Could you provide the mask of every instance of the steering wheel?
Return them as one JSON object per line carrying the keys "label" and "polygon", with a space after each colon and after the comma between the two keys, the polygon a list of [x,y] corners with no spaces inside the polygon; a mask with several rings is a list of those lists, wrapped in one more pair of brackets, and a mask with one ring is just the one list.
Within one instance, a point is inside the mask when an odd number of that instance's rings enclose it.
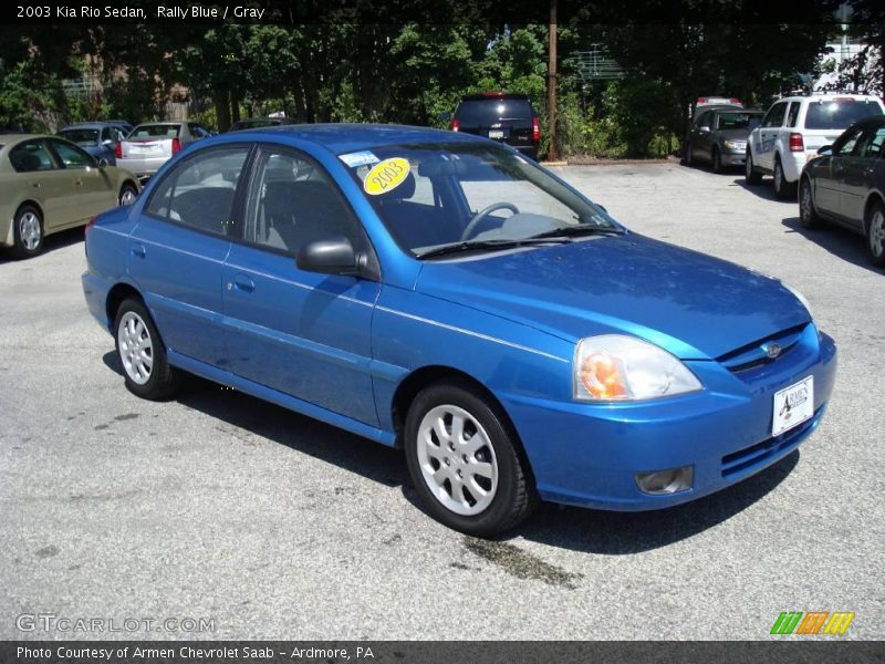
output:
{"label": "steering wheel", "polygon": [[470,221],[465,226],[464,232],[461,234],[461,241],[470,238],[473,235],[477,226],[479,222],[482,221],[486,217],[492,214],[494,210],[510,210],[514,215],[519,215],[519,208],[514,206],[512,203],[492,203],[489,207],[479,210],[476,216],[470,219]]}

####################

Arrange every row above as a Markdown table with the columns "Number" and "Row text", skipping blank lines and leaving the pictures out.

| Number | Row text |
|---|---|
| 1 | Could you provide the mask of every instance of the steering wheel? |
| 2 | Return them as one JSON object per line carrying the keys "label" and "polygon", with a space after each colon and after the comma between the two keys, the polygon a list of [x,y] corners with no spaces inside the polygon; a mask with several rings is a list of those lists, wrapped in one more pair of brackets, and a mask with one ring is just the one list. |
| 3 | Within one instance, a point is inside the mask when an odd number of that instance's rings enclose it. |
| 4 | output: |
| 5 | {"label": "steering wheel", "polygon": [[470,221],[465,226],[464,232],[461,234],[461,241],[470,238],[473,235],[477,226],[479,222],[482,221],[486,217],[492,214],[494,210],[510,210],[514,215],[519,215],[519,208],[514,206],[512,203],[492,203],[489,207],[479,210],[476,216],[470,219]]} |